- [Selected extract]:
****************
Paying Taxes 2020,  an annual study of global tax administration produced by PwC and the World Bank Group, finds that economies around the world have made it substantially easier for their businesses to pay taxes thanks to technology. The report highlights the significant advantages that tax authorities give their taxpayers if they embrace technological advances. In Brazil and Vietnam, for example, the time it takes to comply with tax obligations fell by 23%, while some other countries reported a big drop in the number of tax payments.

The EU/EEA average total tax and contribution rate (TTCR) remained relatively flat at 38.9% with 161 hours to comply and 10.9 payments. All European indicators were lower than the global average.

Latvia’s TTCR1 of 38.1% appears to be the lowest Baltic indicator (42.6% in Lithuania and 47.8% in Estonia).2 Agate Ziverte, a senior tax manager at PwC Latvia, comments on the Baltic percentages:

“Although Latvia has the lowest tax burden according to the methodology used, this is largely due to how social tax is split between the employer and the worker. Adding up the taxes payable by employers and workers would bring the Baltic burden percentages a lot closer.”
****************
- [Parts of the exercise]:
[a] In the Paying Taxes 2020 excerpt, what total tax and contribution rate is given for Estonia?
[b] Please print the part of the Paying Taxes 2020 excerpt between "Paying Taxes 2020,  an" and "of tax payments.", inclusive.
[c] Write what follows next in the Paying Taxes 2020 excerpt, after its last sentence.

- [Source data]:
****************
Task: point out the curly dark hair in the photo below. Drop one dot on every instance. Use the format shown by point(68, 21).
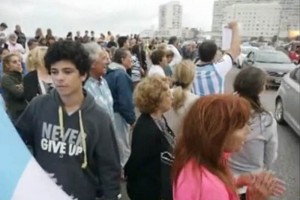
****************
- [Solved tasks]:
[a] 47.8%

[b]
Paying Taxes 2020,  an annual study of global tax administration produced by PwC and the World Bank Group, finds that economies around the world have made it substantially easier for their businesses to pay taxes thanks to technology. The report highlights the significant advantages that tax authorities give their taxpayers if they embrace technological advances. In Brazil and Vietnam, for example, the time it takes to comply with tax obligations fell by 23%, while some other countries reported a big drop in the number of tax payments.

[c]
In Latvia, tax compliance takes 168.5 hours, a measure that is gradually falling but still considerably exceeds the European average as well as 95 hours in Lithuania and only 50 in Estonia! However, Latvia has only seven payments (ten in Lithuania and eight in Estonia).

A. Ziverte continues:

“The amount of work that goes into calculating Latvian payroll taxes is huge, while the total number of payments is low. This suggests that the payroll taxation system is complicated and therefore inefficient, something worth revising.”

The worldwide findings confirm the significance of embracing technology, which substantially improves the tax authority’s cooperation with businesses and shortens the time to comply. If Latvia is to push this indicator down closer to Estonia and Lithuania, the Latvian tax authority should continue automating the national e-filing system and cooperate with businesses more actively.

In terms of tax refund efficiency, length and processes, the Baltic states are global and European leaders. The EU/EEA has a post-filing index of 83.1 (on a scale from 0 to 100), with 99.4 in Estonia, 98.1 in Latvia, and 97.5 in Lithuania.

In Europe, 24 out of 32 economies made tax changes affecting their TTCR. Romania saw a huge drop (from 40% to 20%), while Italy made the largest increase (from 53.1% to 59.1%).

Overall, the global average compliance burden remained relatively stable across the four key indicators used to measure the ease of paying business taxes:

  • 234 hours to comply;
  • 23.1 tax payments;
  • a TTCR of 40.5%; and
  • a post-filing index of 60.9.

While the global average TTCR remained almost flat, individual economies have made significant policy shifts. Saudi Arabia and the United Arab Emirates have introduced VAT to broaden their tax base and reduce reliance on natural resource revenues. Ghana has partially moved from VAT to cascading sales taxes. The US, China, Morocco and Gambia have reported important reductions in taxes on profits.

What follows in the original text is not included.